**TEXTAUSZUG:**
^^^^^^^^^^^^^^^^

20.01.2021 Mitglieder von Bernd Roemmelt, AG Diversity & Social

© Shutterstock / Monkik

Wie funktioniert der Urlaubsrequest? Wo werde ich nach dem Deadhead Flug abgeholt? Welche Person ist in Gehaltsfragen zuständig? Wie gehe ich bei Konflikten mit Kollegen um? Wie teile ich mir die Zeit im Turnaround effektiv ein?

Auf diese Fragen in einem neuen Unternehmen Antworten zu finden, raubt Kapazitäten und Zeit, die sicherlich besser für das Training aufgewendet werden können. Umso besser, wenn man bereits zu Beginn der Karriere auf eine Person trifft, die solche Fragen beantwortet, die Anregungen gibt und darüber hinaus bereit ist, Erfahrungen und Wissen zu teilen.

Ich selbst traf in den ersten Tagen meiner Linienausbildung auf eine solche Person. In dieser Phase meines Trainings hatte er die Funktion des "Safety Pilot", war ebenfalls First Officer und zum damaligen Zeitpunkt seit 3 Jahren im Unternehmen beschäftigt. Von ihm schaute ich mir eine effektive Flugvorbereitung und Zeiteinteilung ab. Ihn kontaktierte ich bei Fragen, auf die ich selbst keine Antworten fand. Auf gewisse Weise war ich Mentee und er Mentor, wenn auch nur informell. Bis heute begegnet mir das „informelle Mentoring“ im beruflichen und privaten immer wieder. Wenn ich als Safety Pilot im Einsatz bin, gebe ich gerne Hilfestellungen und teile meine Erfahrungen mit den neuen Kolleginnen und Kollegen. Bei anderen Projekten bin ich „der Neue“ und bin auf Hilfestellungen, Anregungen und Unterstützung anderer Personen angewiesen.

Kompetenzen sind von Mensch zu Mensch unterschiedlich, und einige besondere Fähigkeiten braucht es schon, um ein effektives und erfolgreiches Mentoring durchzuführen: Empathie, Bereitschaft und Zeit, sich in einen gemeinsamen Prozess zu begeben, helfen dabei, für das Gegenüber ein wertvolles Mentoring zu gestalten. Ebenso wichtig ist es, alternative Denk- und Handlungsmuster zu akzeptieren: Es braucht Offenheit gegenüber der Andersartigkeit des Mentee.

^^^^^^^^^^^^^^^^

**DATENSATZAUSZUG:**
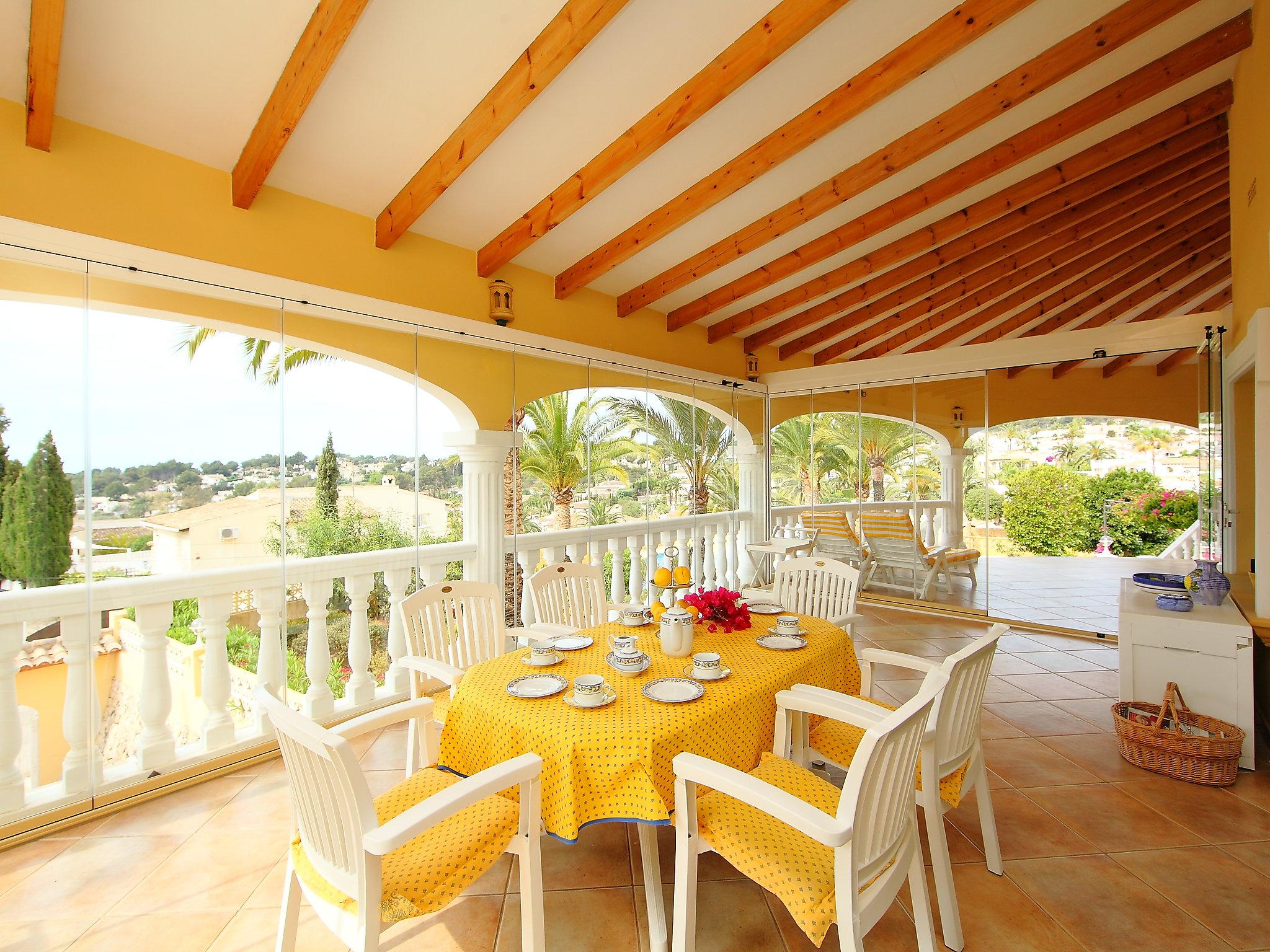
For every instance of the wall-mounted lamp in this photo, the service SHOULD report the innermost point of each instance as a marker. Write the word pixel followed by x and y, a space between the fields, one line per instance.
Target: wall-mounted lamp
pixel 500 302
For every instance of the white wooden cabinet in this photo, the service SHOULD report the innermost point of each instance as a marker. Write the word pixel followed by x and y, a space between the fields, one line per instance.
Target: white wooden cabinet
pixel 1208 651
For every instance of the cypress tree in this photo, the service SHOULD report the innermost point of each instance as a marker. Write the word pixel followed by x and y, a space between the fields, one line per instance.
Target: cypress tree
pixel 328 482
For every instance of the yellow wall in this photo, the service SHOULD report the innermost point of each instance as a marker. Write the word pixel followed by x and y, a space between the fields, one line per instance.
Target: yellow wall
pixel 1250 163
pixel 110 187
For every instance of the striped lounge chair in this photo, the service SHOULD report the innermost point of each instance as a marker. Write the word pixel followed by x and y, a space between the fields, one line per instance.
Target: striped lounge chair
pixel 894 544
pixel 835 537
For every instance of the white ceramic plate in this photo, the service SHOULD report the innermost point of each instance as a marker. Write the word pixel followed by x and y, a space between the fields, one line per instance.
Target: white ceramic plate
pixel 644 662
pixel 766 609
pixel 673 691
pixel 610 697
pixel 783 643
pixel 536 685
pixel 572 643
pixel 721 673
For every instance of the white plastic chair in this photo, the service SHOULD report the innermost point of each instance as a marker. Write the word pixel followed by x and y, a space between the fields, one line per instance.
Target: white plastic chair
pixel 448 627
pixel 951 763
pixel 568 597
pixel 866 848
pixel 353 850
pixel 822 588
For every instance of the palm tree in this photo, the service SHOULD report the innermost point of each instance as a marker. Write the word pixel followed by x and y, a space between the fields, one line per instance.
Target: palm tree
pixel 693 438
pixel 568 444
pixel 262 356
pixel 1152 439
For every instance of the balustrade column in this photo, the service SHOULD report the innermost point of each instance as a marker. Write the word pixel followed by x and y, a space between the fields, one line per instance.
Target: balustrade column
pixel 953 489
pixel 12 794
pixel 398 679
pixel 156 747
pixel 81 711
pixel 361 685
pixel 483 455
pixel 214 614
pixel 319 701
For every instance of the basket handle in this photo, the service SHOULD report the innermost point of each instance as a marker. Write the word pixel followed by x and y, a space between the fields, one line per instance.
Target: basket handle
pixel 1173 705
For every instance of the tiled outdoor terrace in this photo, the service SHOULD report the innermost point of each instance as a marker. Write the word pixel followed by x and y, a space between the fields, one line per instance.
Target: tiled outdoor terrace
pixel 1100 856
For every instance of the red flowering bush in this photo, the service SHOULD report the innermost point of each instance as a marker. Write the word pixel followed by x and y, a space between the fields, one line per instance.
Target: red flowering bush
pixel 719 609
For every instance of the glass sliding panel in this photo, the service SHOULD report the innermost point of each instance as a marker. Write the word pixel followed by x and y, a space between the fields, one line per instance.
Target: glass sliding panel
pixel 1099 466
pixel 52 682
pixel 946 477
pixel 184 437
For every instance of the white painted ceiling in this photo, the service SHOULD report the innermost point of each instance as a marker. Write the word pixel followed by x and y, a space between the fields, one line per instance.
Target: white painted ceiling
pixel 190 76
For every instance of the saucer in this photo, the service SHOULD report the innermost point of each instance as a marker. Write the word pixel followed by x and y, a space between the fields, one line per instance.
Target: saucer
pixel 723 673
pixel 781 643
pixel 643 666
pixel 572 643
pixel 533 685
pixel 610 697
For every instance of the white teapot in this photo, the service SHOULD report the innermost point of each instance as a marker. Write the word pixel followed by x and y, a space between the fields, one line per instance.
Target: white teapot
pixel 676 632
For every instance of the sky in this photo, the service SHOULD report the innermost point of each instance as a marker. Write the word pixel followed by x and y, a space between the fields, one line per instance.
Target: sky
pixel 149 403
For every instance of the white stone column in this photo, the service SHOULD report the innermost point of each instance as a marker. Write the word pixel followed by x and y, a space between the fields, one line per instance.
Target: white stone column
pixel 953 489
pixel 483 454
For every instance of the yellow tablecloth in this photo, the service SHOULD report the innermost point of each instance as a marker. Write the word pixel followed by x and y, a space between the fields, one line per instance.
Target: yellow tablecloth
pixel 614 763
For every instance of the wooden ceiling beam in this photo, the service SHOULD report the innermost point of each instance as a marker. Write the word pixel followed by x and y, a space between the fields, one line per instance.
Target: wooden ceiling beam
pixel 781 29
pixel 1140 86
pixel 913 58
pixel 1174 182
pixel 1114 255
pixel 43 58
pixel 1114 277
pixel 556 47
pixel 319 45
pixel 1054 259
pixel 997 216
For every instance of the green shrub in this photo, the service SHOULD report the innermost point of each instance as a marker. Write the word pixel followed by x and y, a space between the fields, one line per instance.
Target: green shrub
pixel 1046 512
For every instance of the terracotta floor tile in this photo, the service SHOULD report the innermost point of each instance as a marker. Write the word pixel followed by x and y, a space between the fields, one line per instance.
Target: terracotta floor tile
pixel 1099 754
pixel 214 870
pixel 173 814
pixel 43 935
pixel 1041 719
pixel 19 862
pixel 600 858
pixel 87 878
pixel 1255 855
pixel 184 932
pixel 1062 662
pixel 1025 762
pixel 996 914
pixel 1106 908
pixel 578 920
pixel 1219 890
pixel 1214 814
pixel 1050 687
pixel 1023 827
pixel 1096 711
pixel 732 914
pixel 1104 682
pixel 1112 819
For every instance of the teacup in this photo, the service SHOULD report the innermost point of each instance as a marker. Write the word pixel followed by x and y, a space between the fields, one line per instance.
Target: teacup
pixel 543 653
pixel 705 664
pixel 634 617
pixel 588 690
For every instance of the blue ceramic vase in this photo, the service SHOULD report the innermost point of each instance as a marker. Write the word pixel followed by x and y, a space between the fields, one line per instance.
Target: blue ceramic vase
pixel 1207 584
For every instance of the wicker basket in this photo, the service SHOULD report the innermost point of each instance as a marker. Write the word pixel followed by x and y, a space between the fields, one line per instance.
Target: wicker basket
pixel 1210 760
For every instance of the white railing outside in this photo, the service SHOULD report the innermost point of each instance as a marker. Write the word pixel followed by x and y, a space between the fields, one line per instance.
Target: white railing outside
pixel 709 544
pixel 81 607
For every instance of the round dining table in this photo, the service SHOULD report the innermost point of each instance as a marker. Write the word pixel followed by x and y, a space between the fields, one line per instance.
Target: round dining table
pixel 615 763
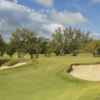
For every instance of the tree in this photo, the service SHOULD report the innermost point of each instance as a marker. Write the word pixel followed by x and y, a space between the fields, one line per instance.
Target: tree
pixel 10 50
pixel 58 39
pixel 23 40
pixel 69 40
pixel 2 46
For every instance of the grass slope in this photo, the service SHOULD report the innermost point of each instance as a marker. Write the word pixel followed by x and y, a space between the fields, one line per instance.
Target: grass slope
pixel 47 79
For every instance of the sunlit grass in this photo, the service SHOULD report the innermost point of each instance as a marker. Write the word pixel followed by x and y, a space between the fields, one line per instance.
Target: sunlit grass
pixel 47 79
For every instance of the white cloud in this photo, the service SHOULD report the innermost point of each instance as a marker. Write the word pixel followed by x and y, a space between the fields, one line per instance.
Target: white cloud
pixel 96 1
pixel 68 18
pixel 51 27
pixel 15 1
pixel 46 3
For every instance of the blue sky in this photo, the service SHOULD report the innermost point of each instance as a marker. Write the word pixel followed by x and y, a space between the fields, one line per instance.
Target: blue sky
pixel 44 16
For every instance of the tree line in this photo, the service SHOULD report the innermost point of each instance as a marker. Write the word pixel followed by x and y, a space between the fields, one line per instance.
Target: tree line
pixel 63 41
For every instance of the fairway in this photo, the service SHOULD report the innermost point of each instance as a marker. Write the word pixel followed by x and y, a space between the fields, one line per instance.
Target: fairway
pixel 47 79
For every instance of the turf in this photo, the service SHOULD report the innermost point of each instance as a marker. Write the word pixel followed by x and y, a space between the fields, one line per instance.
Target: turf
pixel 47 79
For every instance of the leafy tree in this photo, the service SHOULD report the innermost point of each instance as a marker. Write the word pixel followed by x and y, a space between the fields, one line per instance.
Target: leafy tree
pixel 23 40
pixel 2 46
pixel 10 50
pixel 58 39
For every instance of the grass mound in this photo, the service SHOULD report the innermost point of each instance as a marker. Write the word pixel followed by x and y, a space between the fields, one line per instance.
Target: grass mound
pixel 3 61
pixel 13 62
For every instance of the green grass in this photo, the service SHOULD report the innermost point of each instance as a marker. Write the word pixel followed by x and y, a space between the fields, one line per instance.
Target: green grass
pixel 47 79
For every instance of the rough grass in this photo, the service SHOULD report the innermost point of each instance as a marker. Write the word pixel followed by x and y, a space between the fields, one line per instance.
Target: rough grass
pixel 47 79
pixel 13 62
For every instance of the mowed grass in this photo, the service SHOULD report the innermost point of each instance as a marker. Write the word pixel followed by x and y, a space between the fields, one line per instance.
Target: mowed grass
pixel 47 79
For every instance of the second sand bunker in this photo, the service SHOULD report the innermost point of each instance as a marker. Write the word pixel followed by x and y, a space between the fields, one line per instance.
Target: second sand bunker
pixel 86 72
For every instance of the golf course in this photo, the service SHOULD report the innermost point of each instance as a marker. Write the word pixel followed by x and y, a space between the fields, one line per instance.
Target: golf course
pixel 47 78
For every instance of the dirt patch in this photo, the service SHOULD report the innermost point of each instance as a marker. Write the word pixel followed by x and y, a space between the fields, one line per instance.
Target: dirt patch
pixel 16 65
pixel 87 72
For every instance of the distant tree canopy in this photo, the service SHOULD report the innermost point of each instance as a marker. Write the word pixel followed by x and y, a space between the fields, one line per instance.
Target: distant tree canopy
pixel 63 41
pixel 68 40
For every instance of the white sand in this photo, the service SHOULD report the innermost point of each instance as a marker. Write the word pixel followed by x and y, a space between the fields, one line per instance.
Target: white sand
pixel 87 72
pixel 16 65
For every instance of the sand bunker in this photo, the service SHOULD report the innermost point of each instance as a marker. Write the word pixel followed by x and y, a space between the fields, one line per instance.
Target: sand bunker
pixel 87 72
pixel 16 65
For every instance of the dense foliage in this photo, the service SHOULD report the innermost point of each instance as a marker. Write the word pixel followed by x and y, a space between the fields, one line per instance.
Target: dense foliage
pixel 63 41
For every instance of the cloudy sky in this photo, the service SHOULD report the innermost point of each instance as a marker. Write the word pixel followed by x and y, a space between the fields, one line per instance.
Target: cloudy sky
pixel 44 16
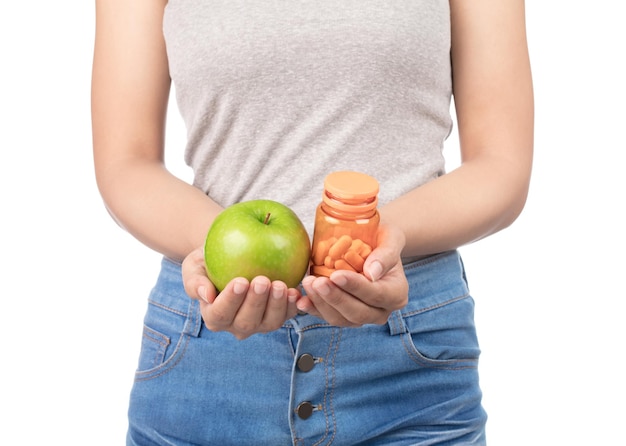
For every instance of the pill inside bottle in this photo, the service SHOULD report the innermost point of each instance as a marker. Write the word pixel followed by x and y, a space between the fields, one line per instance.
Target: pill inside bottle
pixel 346 223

^^^^^^^^^^^^^^^^

**AUFGABENSTELLUNG:**
Liste alle Fragen auf, die der Textauszug über Mentoring gleich zu Beginn hintereinander stellt. Die Zeilen haben eine andere Herkunft als der Textauszug.

**LÖSUNG:**
- Wie funktioniert der Urlaubsrequest?
- Wo werde ich nach dem Deadhead Flug abgeholt?
- Welche Person ist in Gehaltsfragen zuständig?
- Wie gehe ich bei Konflikten mit Kollegen um?
- Wie teile ich mir die Zeit im Turnaround effektiv ein?